When it was discovered that I was a trained Value Analyst, I was asked to implement a program for the training of staff in that discipline. This was in addition to my day job, but for eighteen months or so I prepared and ran regular week long training workshops for groups of twenty or so staff from various departments.
Initially I employed a consultant to the bulk of the training but eventually I developed my own course and had trained over 200 staff before the activity came to an end. Each workshop had an existing product as its project and while the savings were usually somewhat less than the 30% touted by the consultants, we did have considerable, and in some cases outstanding, success. Many years later I was discussing Value Analysis with a young engineer and one of my colleagues overheard me talking about the great results we had achieved on a product for which he had then been responsible. He joined in the conversation and claimed that the results were entirely illusory. I said that anyone could go to Accounts and see the results for themselves to which he replied "Yes, but we know you had Accounts Department in your pocket".
I was doing all this work largely under the patronage of the Manufacturing Manager who was the most far-sighted manager in the division. One day I said to him that I could prove that no other manager in the Division was interested in what we were doing and that without more general support I was unlikely to succeed. He asked how I proposed to prove my contention and I said I would stop doing VA and if he had anyone ask him why we had stopped I would start up again. I stopped and he never had anyone ask so that was the end of that. In my enthusiasm. I had forgotten the golden rule which is that without whole-hearted support from the very top, VA could never be a success.
There was some enthusiasm for Value Analysis in Sydney at that time and we started an organisation called the Australian Society of Value Analysts. We worked diligently to have monthly meetings with interesting speakers but the audience never grew terribly large. I eventually came to the conclusion that there was little point in the society. it was a fair amount of work to run and the results were negligible. At one committee meeting I proposed that we close the thing down and I got no argument from anybody. It was as though they had sub-consciously concluded that it was all a bit pointless. As far as I know, Value Analysis went the way of most new management techniques and quietly died. I did meet a guy some years later who was employed by the Navy as a Value Analyst but I don't think he was doing much to make the discipline more mainstream. It is sad because the technique was really powerful and could have worked wonders for most manufacturing companies if only it had been accepted and applied by top management. I have to admit that I never even considered trying it later in my career when I might have been able to influence top management. When I think about it now, I realise I never worked for any company that would have accepted it with any enthusiasm.

- [Supplied entries]:
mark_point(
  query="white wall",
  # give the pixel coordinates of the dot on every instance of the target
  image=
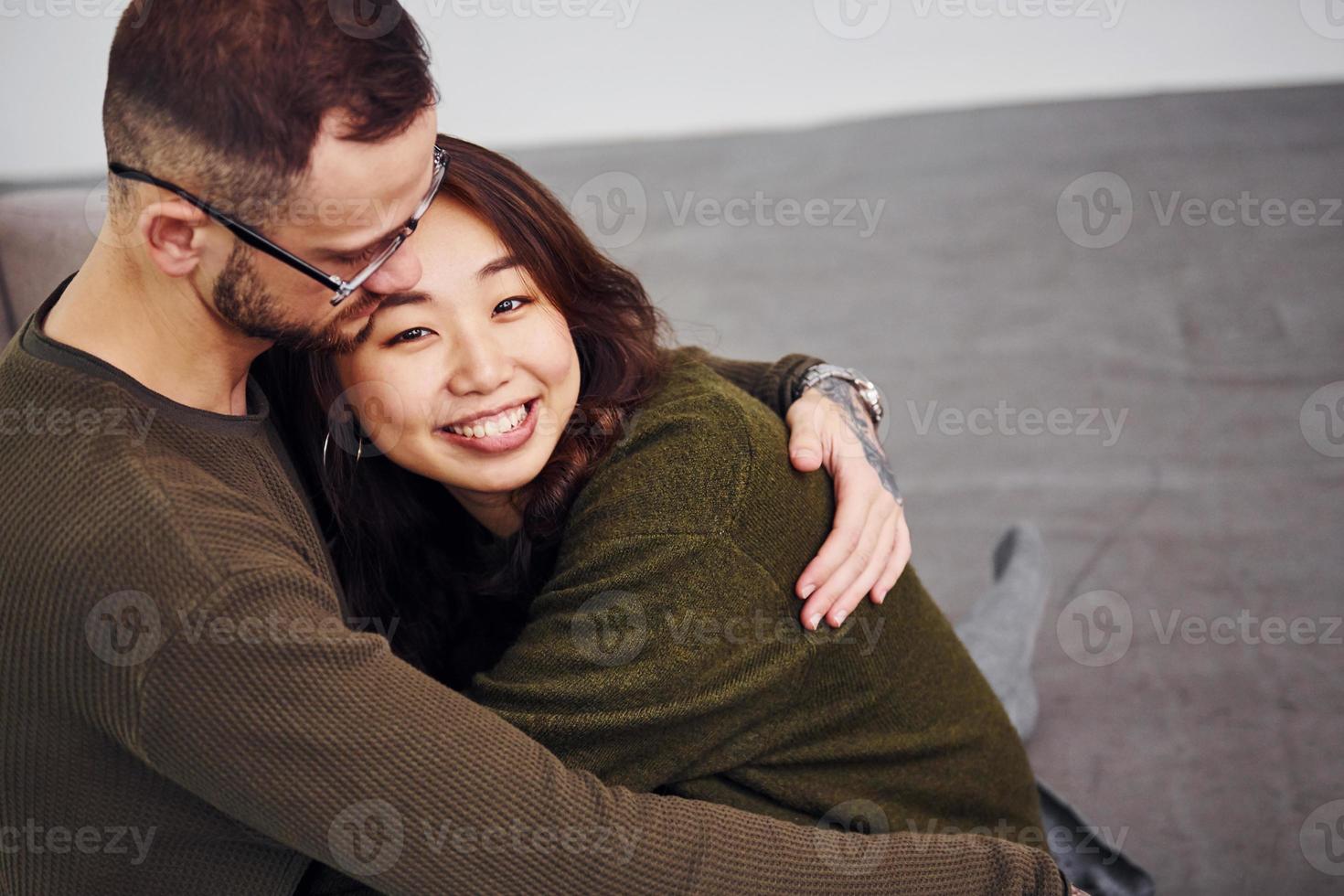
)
(531, 71)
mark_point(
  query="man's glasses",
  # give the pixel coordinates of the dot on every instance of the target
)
(342, 288)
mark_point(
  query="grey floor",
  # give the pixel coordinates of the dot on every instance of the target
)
(1209, 759)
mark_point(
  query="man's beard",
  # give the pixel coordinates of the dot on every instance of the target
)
(242, 298)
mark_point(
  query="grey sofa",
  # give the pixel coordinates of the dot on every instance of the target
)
(45, 234)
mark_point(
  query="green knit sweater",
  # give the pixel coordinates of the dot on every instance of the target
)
(185, 707)
(666, 652)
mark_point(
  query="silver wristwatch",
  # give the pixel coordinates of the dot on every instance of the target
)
(867, 389)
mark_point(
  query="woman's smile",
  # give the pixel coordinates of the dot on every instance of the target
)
(495, 434)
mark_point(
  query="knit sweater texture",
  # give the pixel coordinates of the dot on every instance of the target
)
(186, 709)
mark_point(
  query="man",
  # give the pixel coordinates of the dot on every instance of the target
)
(183, 709)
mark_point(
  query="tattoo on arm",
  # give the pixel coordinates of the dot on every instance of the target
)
(857, 417)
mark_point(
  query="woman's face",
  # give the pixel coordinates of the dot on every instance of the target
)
(471, 378)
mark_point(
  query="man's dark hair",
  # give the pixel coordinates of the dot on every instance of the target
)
(228, 96)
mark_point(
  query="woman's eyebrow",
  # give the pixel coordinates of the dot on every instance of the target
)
(500, 263)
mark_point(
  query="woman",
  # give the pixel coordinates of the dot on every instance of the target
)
(595, 536)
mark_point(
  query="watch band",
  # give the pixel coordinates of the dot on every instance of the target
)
(869, 392)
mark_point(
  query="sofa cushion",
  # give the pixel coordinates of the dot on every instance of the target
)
(45, 235)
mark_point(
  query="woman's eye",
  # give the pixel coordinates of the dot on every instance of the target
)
(408, 335)
(522, 300)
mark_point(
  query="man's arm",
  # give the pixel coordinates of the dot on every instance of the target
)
(828, 426)
(335, 747)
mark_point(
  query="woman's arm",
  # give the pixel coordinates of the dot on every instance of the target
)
(772, 383)
(660, 650)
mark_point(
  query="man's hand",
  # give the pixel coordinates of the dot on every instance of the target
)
(869, 543)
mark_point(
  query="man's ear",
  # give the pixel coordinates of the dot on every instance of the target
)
(172, 234)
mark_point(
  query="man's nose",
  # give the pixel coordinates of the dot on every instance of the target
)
(398, 272)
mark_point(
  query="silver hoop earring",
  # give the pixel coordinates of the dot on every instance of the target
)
(359, 450)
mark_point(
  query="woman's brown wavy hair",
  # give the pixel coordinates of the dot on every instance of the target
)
(405, 549)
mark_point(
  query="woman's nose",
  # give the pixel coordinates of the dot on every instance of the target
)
(479, 364)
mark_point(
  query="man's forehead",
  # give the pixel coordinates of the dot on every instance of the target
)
(357, 189)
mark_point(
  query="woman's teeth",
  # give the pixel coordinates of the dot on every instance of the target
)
(494, 426)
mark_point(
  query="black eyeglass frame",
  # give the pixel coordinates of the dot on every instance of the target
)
(342, 288)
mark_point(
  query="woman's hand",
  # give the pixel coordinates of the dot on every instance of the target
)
(869, 543)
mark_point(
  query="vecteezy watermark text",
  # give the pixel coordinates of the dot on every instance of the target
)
(1008, 421)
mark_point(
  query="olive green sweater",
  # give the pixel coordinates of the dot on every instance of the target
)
(666, 652)
(186, 709)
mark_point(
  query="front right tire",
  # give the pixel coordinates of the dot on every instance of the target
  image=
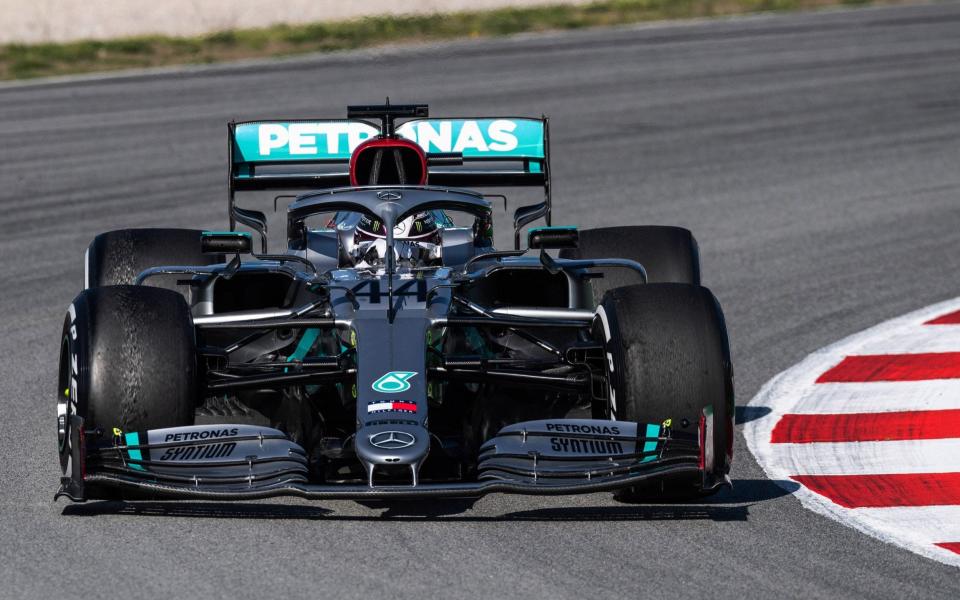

- [Set exercise 1]: Output the stretch of the Value Analysis account from "I was doing" through "be a success.", matching it word for word.
- [Set exercise 2]: According to the Value Analysis account, how many staff had been trained before the training activity came to an end?
The material comes from a different source than the Value Analysis account.

- [Exercise answer 1]:
I was doing all this work largely under the patronage of the Manufacturing Manager who was the most far-sighted manager in the division. One day I said to him that I could prove that no other manager in the Division was interested in what we were doing and that without more general support I was unlikely to succeed. He asked how I proposed to prove my contention and I said I would stop doing VA and if he had anyone ask him why we had stopped I would start up again. I stopped and he never had anyone ask so that was the end of that. In my enthusiasm. I had forgotten the golden rule which is that without whole-hearted support from the very top, VA could never be a success.

- [Exercise answer 2]: Over 200 staff.